_Brief:_ Rewrite the stretch of data from the line containing "white pitch line." through the end of the data, changing every "goalkeeper" to "keeper" and leaving everything else as it is.

begin Provided records

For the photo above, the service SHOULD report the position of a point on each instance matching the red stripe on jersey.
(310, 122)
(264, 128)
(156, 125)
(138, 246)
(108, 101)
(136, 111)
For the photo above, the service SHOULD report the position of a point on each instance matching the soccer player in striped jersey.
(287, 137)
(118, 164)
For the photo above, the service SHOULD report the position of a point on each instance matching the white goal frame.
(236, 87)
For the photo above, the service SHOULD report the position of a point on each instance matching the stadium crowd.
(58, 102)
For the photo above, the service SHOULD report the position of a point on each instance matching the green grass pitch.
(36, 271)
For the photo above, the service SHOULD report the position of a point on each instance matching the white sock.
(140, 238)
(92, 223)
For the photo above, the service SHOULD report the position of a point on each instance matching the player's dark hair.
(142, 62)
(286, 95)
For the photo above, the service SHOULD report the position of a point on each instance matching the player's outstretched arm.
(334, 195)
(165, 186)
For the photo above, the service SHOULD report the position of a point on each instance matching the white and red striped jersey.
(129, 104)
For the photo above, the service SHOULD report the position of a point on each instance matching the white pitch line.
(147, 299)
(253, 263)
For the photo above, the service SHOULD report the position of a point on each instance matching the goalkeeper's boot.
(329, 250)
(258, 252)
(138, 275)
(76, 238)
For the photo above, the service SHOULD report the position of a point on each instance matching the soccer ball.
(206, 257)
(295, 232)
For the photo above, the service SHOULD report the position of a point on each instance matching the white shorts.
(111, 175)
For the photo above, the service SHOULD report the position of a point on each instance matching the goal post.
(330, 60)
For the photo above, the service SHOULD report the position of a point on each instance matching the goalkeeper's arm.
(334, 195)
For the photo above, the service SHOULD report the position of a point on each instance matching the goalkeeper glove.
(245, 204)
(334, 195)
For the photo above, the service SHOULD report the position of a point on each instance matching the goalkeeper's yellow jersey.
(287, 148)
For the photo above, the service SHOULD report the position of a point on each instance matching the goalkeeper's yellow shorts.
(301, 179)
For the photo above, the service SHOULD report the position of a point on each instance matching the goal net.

end Provided records

_Solved problem:_
For the photo above, the service SHOULD report the position of a point on each instance matching the white pitch line.
(147, 299)
(253, 263)
For the photo above, the service SHOULD report the position of a point on each instance matching the keeper's boot.
(329, 250)
(258, 252)
(138, 275)
(76, 238)
For the photo above, the service SHOULD report the position of a point on each instance matching the soccer ball.
(206, 257)
(295, 232)
For the photo above, the service SHOULD report the position of a point on each instance matching the white shorts.
(111, 175)
For the photo above, the service SHOULD report the position of a point on each instance matching the goal post.
(330, 60)
For the photo above, the service SHOULD report the position of a point on each instance matching the keeper's arm.
(334, 195)
For the photo above, the service SHOULD report the position of a point on each instance matching the keeper glove.
(245, 204)
(334, 195)
For the photo above, the service SHOULD report the position of a point on each instance matching the keeper's yellow jersey.
(287, 148)
For the photo above, the service SHOULD report the position of a point on each instance matching the keeper's yellow shorts.
(301, 179)
For the photo above, the service SHOULD report the position of a point on each instance matching the goal net.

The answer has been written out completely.